### WORK TO BE COMPLETED
Extract each line of the data below that contains the string "point", matching case exactly.

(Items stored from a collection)
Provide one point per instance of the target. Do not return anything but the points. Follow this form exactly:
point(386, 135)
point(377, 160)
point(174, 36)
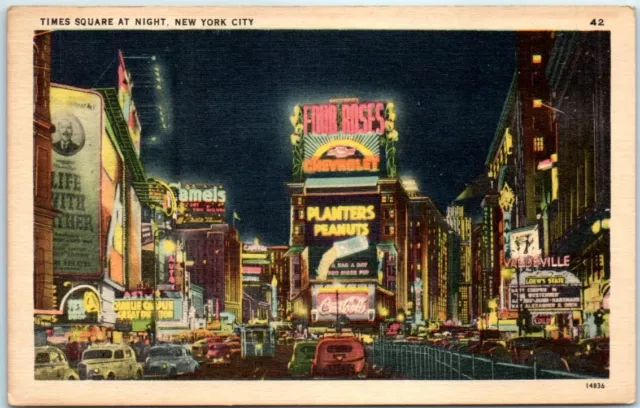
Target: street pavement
point(264, 368)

### SOLUTION TO THIS PROBLEM
Provide one point per instance of the target. Do not return anything but the points. Follow this form exactly:
point(386, 135)
point(377, 160)
point(174, 36)
point(264, 368)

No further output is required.